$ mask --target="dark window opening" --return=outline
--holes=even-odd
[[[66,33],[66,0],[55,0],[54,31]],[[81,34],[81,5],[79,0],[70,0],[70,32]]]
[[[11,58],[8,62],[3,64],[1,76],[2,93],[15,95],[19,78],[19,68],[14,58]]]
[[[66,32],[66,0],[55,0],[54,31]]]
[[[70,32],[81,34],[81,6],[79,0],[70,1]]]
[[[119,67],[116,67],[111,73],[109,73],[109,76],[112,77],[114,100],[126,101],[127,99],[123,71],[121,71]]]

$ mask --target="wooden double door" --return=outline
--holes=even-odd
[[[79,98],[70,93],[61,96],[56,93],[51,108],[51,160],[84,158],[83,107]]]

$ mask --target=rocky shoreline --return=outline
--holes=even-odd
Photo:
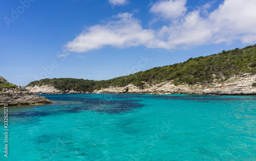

### [Exercise details]
Rescale all of the material above by repeating every line, requests included. Multiply each polygon vertex coordinate in the answers by 1.75 and round to whole numbers, rounding halves up. Leave the pictures out of your answer.

### [Written solution]
$ mask --target="dark window opening" --return=outline
--holes=even-odd
[[[116,58],[116,0],[96,0],[95,54]],[[142,60],[142,9],[138,0],[123,0],[123,56]]]
[[[19,102],[14,109],[5,112],[2,133],[4,163],[26,166],[33,137],[33,119],[25,102]]]
[[[116,56],[116,0],[96,0],[95,54]]]
[[[123,56],[142,60],[142,11],[138,0],[123,2]]]
[[[208,117],[203,117],[194,128],[191,128],[191,133],[196,135],[200,175],[221,177],[222,173],[215,124],[212,124]]]

$ mask --target="wooden double door" --return=outline
--holes=even-odd
[[[138,172],[123,163],[107,168],[98,163],[89,189],[89,280],[147,277],[145,187]]]

$ mask --target=rocky shoreline --return=outline
--holes=even-odd
Photo:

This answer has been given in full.